Stated problem:
Copy out all the lines below, requests included, and scale each point coordinate in the answers by 0.7, rounding to whole numbers with halves rounded up. Leave the pictures out.

Records:

Start

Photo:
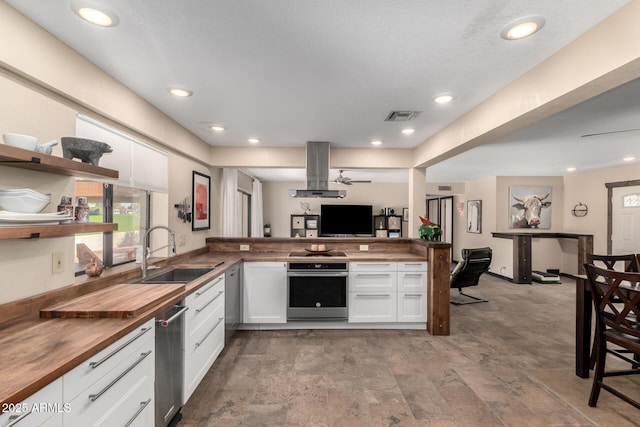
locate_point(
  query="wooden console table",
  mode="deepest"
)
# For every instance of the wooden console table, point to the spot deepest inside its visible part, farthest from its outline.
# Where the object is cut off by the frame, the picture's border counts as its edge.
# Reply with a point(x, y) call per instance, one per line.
point(522, 250)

End

Final answer:
Photo:
locate_point(
  query="wooden console table",
  mode="deepest"
)
# For every instance of the wooden console table, point to the spot deepest inside its visible part, farthest from its outline.
# Where the object is cut off by the frame, the picture's border counts as its edge.
# Reply with a point(x, y) call per instance, one per line.
point(365, 175)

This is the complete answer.